(Problems to work on):
[A] For each statement, say yes or no depending on whether it agrees with the umbrella history text, and quote the exact words from the text that decide it: (i) Umbrellas were first used in China to keep off the rain. (ii) The hall tree had hooks that could hold umbrellas. (iii) Most umbrella holders were made of wood.
[B] Retype the part of the umbrella history text starting at "Umbrellas were invented" and ending at "or dry umbrellas.", word for word.

(Supplied text):
+ + + + +
Umbrellas were invented over 4,000 years ago in China. They were used for protection from sun, not rain. Umbrellas became fashionable in the 16th century, when women made use of umbrellas for sun and sometimes for rain. There were few waterproof coverings, and the hoodie wasn’t created until the 20th century.
Umbrellas were hard to store, but they were useful and needed. Large Victorian houses had an entrance hall and a new piece of furniture, the hall tree, was created. It was a tall mirror with a decorative frame with hooks to hold coats, hats, boots and wet or dry umbrellas.
Designers made vases, wire cages and other imaginative holders, shaped like people, animals, tree stumps and more, to store umbrellas. Most were made of iron or ceramics. The most elaborate wooden stands included carved bears, while those made of cast iron were often statues of famous royalty, military men or representations of nature.
+ + + + +
(Information provided):

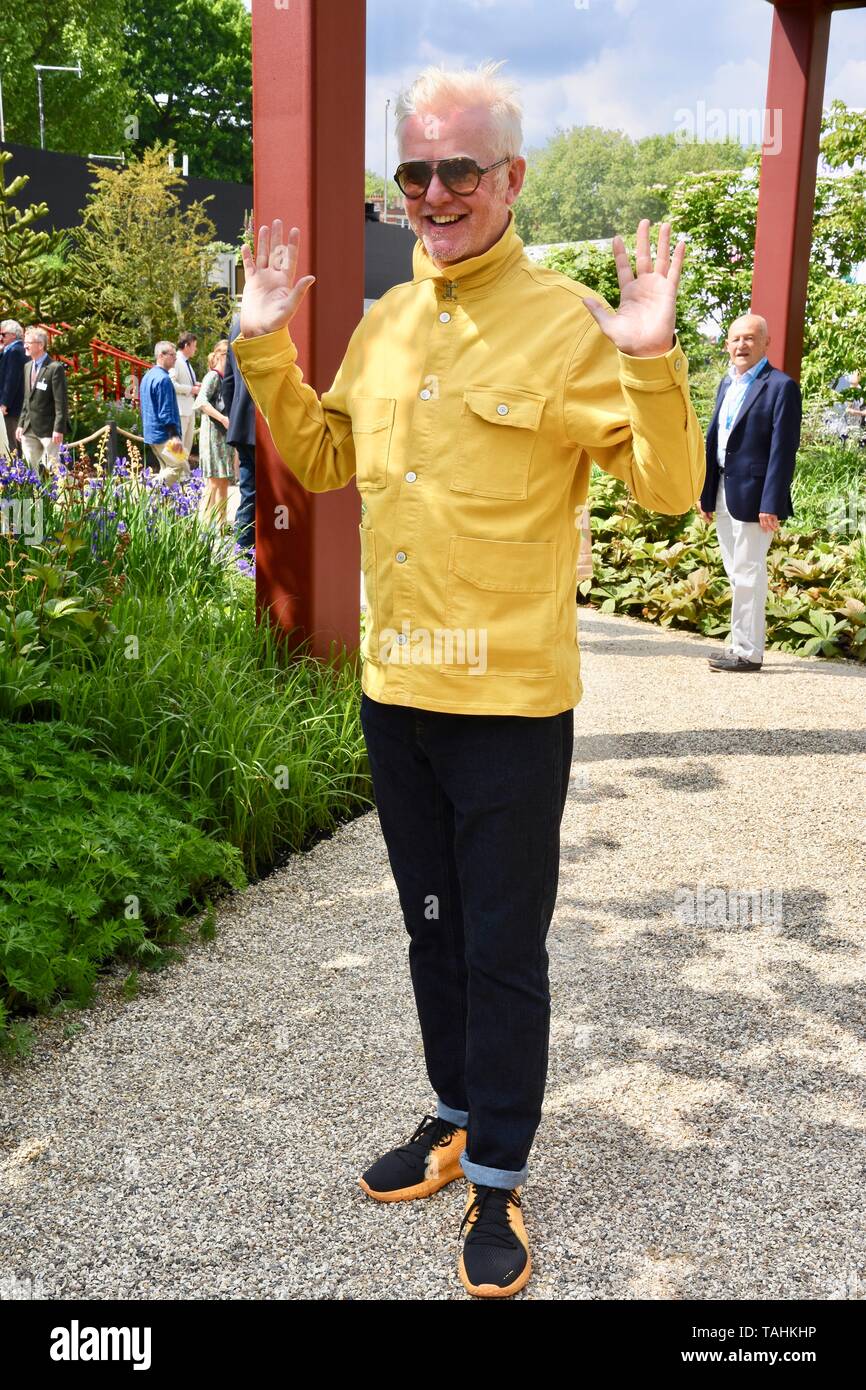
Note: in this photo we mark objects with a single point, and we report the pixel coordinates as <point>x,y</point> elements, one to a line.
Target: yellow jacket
<point>467,407</point>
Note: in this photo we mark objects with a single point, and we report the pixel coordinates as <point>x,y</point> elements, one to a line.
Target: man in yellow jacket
<point>467,409</point>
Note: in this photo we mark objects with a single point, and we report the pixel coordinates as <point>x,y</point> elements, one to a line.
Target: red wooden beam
<point>309,67</point>
<point>786,200</point>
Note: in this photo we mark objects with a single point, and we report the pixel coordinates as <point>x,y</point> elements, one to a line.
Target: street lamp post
<point>41,68</point>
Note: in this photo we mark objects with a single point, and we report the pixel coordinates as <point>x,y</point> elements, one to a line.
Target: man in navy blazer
<point>751,453</point>
<point>11,378</point>
<point>241,409</point>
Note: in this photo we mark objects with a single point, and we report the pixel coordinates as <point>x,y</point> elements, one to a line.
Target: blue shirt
<point>159,402</point>
<point>733,403</point>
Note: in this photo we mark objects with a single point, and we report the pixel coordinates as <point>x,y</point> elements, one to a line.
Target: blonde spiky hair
<point>437,89</point>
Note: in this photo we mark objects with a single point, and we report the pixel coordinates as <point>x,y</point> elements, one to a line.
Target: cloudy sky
<point>631,64</point>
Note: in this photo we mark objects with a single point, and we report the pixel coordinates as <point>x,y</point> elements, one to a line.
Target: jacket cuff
<point>266,352</point>
<point>655,373</point>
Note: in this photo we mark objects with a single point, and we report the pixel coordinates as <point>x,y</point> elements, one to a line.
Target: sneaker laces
<point>431,1133</point>
<point>492,1207</point>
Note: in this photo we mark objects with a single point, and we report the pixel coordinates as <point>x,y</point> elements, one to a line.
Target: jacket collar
<point>476,271</point>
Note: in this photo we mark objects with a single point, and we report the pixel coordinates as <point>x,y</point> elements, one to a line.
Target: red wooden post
<point>309,170</point>
<point>786,202</point>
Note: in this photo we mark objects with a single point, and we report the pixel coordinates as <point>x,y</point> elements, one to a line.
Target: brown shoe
<point>427,1162</point>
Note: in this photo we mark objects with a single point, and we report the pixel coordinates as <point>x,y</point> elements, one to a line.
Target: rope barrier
<point>74,444</point>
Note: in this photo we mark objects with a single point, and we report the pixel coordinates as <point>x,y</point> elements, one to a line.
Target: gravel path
<point>704,1130</point>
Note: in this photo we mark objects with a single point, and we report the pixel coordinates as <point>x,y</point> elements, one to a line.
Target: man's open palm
<point>270,295</point>
<point>644,323</point>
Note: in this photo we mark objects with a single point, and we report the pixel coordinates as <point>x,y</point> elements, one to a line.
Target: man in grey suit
<point>45,412</point>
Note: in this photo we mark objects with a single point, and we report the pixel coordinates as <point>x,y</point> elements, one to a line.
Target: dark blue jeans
<point>470,808</point>
<point>245,519</point>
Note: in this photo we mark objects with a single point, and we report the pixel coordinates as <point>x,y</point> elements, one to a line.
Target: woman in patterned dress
<point>214,453</point>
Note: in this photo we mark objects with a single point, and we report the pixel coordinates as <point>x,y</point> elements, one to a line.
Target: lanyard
<point>731,412</point>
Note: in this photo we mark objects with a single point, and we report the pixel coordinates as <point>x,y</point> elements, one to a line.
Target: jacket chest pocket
<point>371,431</point>
<point>501,608</point>
<point>495,441</point>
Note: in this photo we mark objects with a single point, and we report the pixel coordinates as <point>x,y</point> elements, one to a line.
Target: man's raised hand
<point>644,323</point>
<point>270,295</point>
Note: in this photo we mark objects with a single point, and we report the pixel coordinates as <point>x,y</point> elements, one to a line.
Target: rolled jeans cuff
<point>483,1176</point>
<point>446,1112</point>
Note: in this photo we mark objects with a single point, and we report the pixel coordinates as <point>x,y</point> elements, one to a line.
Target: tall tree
<point>717,210</point>
<point>590,182</point>
<point>32,260</point>
<point>189,67</point>
<point>82,116</point>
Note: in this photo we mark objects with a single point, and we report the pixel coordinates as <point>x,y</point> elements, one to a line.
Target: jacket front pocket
<point>370,647</point>
<point>501,608</point>
<point>371,430</point>
<point>496,435</point>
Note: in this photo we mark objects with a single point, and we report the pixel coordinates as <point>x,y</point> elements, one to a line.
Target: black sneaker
<point>427,1162</point>
<point>495,1261</point>
<point>731,663</point>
+ + + + +
(Solution set):
[A]
(i) No. "They were used for protection from sun, not rain."
(ii) Yes. "hooks to hold coats, hats, boots and wet or dry umbrellas"
(iii) No. "Most were made of iron or ceramics."

[B]
Umbrellas were invented over 4,000 years ago in China. They were used for protection from sun, not rain. Umbrellas became fashionable in the 16th century, when women made use of umbrellas for sun and sometimes for rain. There were few waterproof coverings, and the hoodie wasn’t created until the 20th century.
Umbrellas were hard to store, but they were useful and needed. Large Victorian houses had an entrance hall and a new piece of furniture, the hall tree, was created. It was a tall mirror with a decorative frame with hooks to hold coats, hats, boots and wet or dry umbrellas.